TEXTE EXTRAIT |
--------------------------------
Tiger: «J’ai passé la moitié de ma vie à Augusta»

AUGUSTA, Georgie— Il suffit de mentionner le nom de Tiger Woods et la salle d’entrevue devient trop petite pour accueillir tout le monde.

Une dizaine de jours après avoir gagné le tournoi de son ami Arnold Palmer à Orlando, Tiger n’a qu’une idée en tête cette semaine: ajouter un cinquième veston vert à sa collection.

Tiger Woods

Tiger Woods respire la confiance après sa victoire au tournoi de son ami Arnold Palmer.

Si on se fie aux preneurs aux livres de Las Vegas, il est favori à 4 contre 1 pour remporter la victoire. Il est suivi par le jeune Rory McIlroy (5 contre 1) et Phil Mickelson (8 contre 1). Son dernier triomphe ici remonte à 2005. Il avait alors battu le coriace Chris DiMarco en prolongation.

«Ce sera la 18e fois que je participe au tournoi des Maîtres, a dit Woods. Cela signifie que j’ai passé la moitié de ma vie à Augusta. Je me sens chez moi sur ce parcours et je sais ce qu’il faut faire pour gagner. J’ai travaillé fort pour retrouver la forme et je suis prêt à faire feu.

«J’aime beaucoup le veston vert et c’est pour cette raison que je suis ici, a-t-il ajouté. En l’emportant, je rejoindrais Jack Nicklaus pour le nombre de victoires (73) en carrière, mais c’est secondaire. Ce qui importe à mes yeux, c’est de gagner le Masters».

Tiger est d’avis que la connaissance du parcours est particulièrement importante à Augusta. «C’est pour cette raison que les vétérans sont capables de se maintenir parmi les meneurs, dit-il. En 1995, j’ai eu la chance de jouer une ronde de pratique avec Jack Nicklaus et Arnold Palmer et j’ai passé la journée à les interroger. Qu’est-ce qu’on fait sur ce trou? Comment attaquer tel ou tel fanion? Ils m’ont peut-être trouvé fatigant, mais ils ont répondu à toutes mes questions. Quand je peux aider un jeune joueur, j’en fais autant. Il ne faut pas en faire un secret, bien au contraire. Il faut plutôt que ces connaissances soient transmises de génération en génération. C’est la beauté du Masters».
--------------------------------
CONSIGNE | D'après le texte extrait, en quelle année remonte la dernière victoire de Tiger Woods au tournoi des Maîtres, s'il vous plaît ?

[Entrées d'un jeu de données]
--------------------------------
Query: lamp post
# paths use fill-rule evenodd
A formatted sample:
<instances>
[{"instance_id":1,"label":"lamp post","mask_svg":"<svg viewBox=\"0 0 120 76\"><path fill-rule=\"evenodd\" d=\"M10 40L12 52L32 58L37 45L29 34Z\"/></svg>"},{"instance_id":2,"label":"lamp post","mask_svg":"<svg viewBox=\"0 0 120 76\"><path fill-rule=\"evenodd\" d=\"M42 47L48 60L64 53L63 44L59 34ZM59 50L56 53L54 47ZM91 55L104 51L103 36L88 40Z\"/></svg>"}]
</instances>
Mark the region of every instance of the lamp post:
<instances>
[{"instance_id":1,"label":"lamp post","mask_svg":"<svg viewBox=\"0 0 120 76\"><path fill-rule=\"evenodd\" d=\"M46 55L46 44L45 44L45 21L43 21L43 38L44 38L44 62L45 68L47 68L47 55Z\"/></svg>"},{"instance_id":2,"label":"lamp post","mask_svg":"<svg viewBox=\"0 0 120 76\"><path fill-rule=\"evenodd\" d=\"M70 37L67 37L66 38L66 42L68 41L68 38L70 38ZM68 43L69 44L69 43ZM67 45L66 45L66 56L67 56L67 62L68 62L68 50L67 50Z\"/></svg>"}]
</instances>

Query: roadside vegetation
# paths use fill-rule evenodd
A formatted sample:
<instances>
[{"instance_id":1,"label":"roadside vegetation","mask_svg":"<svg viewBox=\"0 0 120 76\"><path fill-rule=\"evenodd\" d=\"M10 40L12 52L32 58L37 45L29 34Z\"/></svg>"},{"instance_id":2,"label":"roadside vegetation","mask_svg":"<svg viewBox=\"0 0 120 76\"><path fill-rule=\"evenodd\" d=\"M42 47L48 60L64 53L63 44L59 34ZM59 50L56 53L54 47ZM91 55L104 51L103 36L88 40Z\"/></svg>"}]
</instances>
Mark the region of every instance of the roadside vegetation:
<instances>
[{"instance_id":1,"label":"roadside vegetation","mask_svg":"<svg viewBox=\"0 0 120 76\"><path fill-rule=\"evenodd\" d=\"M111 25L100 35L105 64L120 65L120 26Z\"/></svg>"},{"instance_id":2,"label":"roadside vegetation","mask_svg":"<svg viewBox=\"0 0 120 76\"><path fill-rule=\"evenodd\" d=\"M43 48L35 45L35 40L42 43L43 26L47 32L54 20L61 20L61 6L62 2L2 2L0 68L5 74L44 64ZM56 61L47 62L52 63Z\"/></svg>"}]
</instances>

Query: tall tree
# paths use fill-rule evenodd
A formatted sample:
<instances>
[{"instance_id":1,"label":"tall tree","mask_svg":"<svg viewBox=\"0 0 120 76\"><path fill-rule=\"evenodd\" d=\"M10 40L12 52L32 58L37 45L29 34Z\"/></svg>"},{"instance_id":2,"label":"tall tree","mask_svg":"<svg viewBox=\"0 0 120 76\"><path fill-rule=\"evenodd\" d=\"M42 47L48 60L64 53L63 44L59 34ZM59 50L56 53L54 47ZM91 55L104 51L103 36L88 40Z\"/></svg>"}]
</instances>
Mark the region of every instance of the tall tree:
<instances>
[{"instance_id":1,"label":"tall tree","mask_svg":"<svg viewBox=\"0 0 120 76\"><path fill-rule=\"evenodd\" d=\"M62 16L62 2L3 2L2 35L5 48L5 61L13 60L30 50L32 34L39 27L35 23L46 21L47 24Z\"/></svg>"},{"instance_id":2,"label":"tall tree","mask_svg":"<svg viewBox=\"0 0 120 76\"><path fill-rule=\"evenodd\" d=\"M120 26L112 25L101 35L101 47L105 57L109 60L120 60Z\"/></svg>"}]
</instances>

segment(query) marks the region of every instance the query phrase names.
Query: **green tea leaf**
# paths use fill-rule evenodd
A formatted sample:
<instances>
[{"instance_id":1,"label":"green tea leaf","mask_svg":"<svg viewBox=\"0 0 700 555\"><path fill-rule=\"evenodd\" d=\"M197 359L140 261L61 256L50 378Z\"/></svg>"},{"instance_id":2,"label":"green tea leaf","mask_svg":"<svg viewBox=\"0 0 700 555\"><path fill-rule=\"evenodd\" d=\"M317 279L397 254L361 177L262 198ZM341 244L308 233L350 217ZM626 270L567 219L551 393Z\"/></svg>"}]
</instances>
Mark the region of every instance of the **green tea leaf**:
--------------------------------
RÉPONSE | Elle remonte à 2005.